== Work to complete ==
Render every line of the material below as a JSON list of strings, one string per line, leaving out blank lines.

··········

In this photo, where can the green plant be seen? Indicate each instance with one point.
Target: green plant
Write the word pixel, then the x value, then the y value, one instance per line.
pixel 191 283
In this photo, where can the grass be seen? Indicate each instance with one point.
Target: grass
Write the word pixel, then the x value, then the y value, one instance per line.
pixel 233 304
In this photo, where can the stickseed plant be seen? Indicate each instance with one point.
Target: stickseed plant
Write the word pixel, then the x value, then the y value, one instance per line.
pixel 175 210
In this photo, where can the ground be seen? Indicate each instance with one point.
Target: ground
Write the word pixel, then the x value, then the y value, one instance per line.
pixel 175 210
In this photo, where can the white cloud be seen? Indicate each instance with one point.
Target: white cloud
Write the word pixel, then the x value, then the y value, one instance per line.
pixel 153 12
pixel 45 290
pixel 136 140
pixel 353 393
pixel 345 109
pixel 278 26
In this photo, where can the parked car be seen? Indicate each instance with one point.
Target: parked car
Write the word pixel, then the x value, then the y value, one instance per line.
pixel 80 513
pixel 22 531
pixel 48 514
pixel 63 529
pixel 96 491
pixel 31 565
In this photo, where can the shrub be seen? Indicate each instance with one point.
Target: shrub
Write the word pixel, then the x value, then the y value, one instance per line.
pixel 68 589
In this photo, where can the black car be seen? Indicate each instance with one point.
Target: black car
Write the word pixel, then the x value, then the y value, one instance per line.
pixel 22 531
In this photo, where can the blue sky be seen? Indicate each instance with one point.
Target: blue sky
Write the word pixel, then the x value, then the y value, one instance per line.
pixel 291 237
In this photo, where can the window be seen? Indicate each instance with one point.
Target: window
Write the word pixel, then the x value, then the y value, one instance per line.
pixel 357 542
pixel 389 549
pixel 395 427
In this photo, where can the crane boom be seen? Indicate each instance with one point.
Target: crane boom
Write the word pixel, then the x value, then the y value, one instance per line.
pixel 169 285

··········

== Result ==
[
  "In this photo, where can the green plant be seen? Indicate each instance with one point.",
  "Target: green plant",
  "Write the word pixel, then the x value, then the y value, one instance per line.",
  "pixel 191 283",
  "In this photo, where can the grass be seen? Indicate each instance with one point.",
  "Target: grass",
  "Write the word pixel, then the x value, then the y value, one instance per line.",
  "pixel 233 304",
  "In this photo, where can the stickseed plant be seen? Indicate each instance with one point.",
  "Target: stickseed plant",
  "Write the word pixel, then the x value, then the y value, one instance per line.",
  "pixel 175 210",
  "In this photo, where can the ground be seen? Indicate each instance with one point.",
  "Target: ground",
  "Write the word pixel, then the x value, then the y value, one instance per line.",
  "pixel 175 210",
  "In this photo, where can the white cloud be seen? Indicate each instance with one point.",
  "Target: white cloud",
  "Write the word pixel, then the x value, then the y value, one instance per line.",
  "pixel 153 12",
  "pixel 45 290",
  "pixel 136 140",
  "pixel 353 393",
  "pixel 345 109",
  "pixel 278 26",
  "In this photo, where can the parked car be seen? Indicate each instance with one point.",
  "Target: parked car",
  "Write the word pixel, then the x value, then the y value, one instance per line.",
  "pixel 80 513",
  "pixel 22 531",
  "pixel 48 514",
  "pixel 63 529",
  "pixel 96 491",
  "pixel 31 565",
  "In this photo, where can the shrub be seen? Indicate each instance with one point.",
  "Target: shrub",
  "Write the word pixel, then the x value, then the y value, one instance per line.",
  "pixel 68 589",
  "In this photo, where can the black car be seen? Indicate each instance with one point.",
  "Target: black car",
  "Write the word pixel, then the x value, then the y value, one instance per line.",
  "pixel 22 531",
  "In this photo, where can the blue sky be seen? Indicate each instance with one point.",
  "Target: blue sky",
  "Write the word pixel, then the x value, then the y value, one instance per line.",
  "pixel 291 237",
  "In this photo, where can the window be seen? Indicate each instance with one point.",
  "Target: window",
  "Write the word pixel, then the x value, then the y value, one instance per line.",
  "pixel 357 542",
  "pixel 389 549",
  "pixel 395 427",
  "In this photo, where can the crane boom be seen? Indicate each instance with one point.",
  "Target: crane boom",
  "Write the word pixel, then the x value, then the y value, one instance per line.",
  "pixel 169 285"
]